- **Text to read**
* Begin *
Reading and Writing the Brooklyn Bridge
ENG2000: Introduction to Literature
Professor Johannah Rodgers
Final Project
PURPOSE
To engage students in a site-specific collaborative research project related to interpreting texts and responding to texts creatively and critically
PROJECT OVERVIEW
We have spent the semester reading texts about Brooklyn in a variety of genres. We are now going to respond to one of the texts that we have read and respond to the Brooklyn Bridge as “text” by:
1/ Studying the Brooklyn Bridge and what it represents in its current cultural context through collaborative on-site primary research (note-taking, interviewing, journaling, photographing, etc.)
2/ Creating a representation in a medium of your choice reflective of what the bridge represents for you now in its current urban context (writing (creative or expository in genre of your choice), painting, drawing, photography, video, sound, sculpture)
3/ Comparing this representation to other representations of the Brooklyn Bridge that we have read about to consider how our current representations confirm, extend, comment on, erase, or otherwise alter prior representations of the bridge
DELIVERABLES
- Documentation of your on-site group research
- Presentation of findings and observations from group research
- A concrete, concise representation of the bridge that reflects its current cultural status, meaning and context in the medium of your choice (length/size requirements by medium and genre will be forthcoming)
* End *
- **Brief A**
According to the project description, which course is the final project assigned in?
- **Brief B**
Write out the passage of the project description from "2/ Creating a" to "video, sound, sculpture)".
The lines that come next are material separate from the project description.

- **Provided material**
* Begin *
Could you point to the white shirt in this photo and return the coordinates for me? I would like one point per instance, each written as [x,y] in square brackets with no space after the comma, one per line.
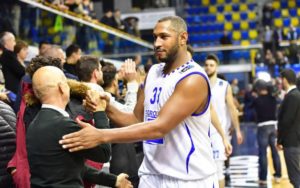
* End *
- **Result A**
ENG2000: Introduction to Literature

- **Result B**
2/ Creating a representation in a medium of your choice reflective of what the bridge represents for you now in its current urban context (writing (creative or expository in genre of your choice), painting, drawing, photography, video, sound, sculpture)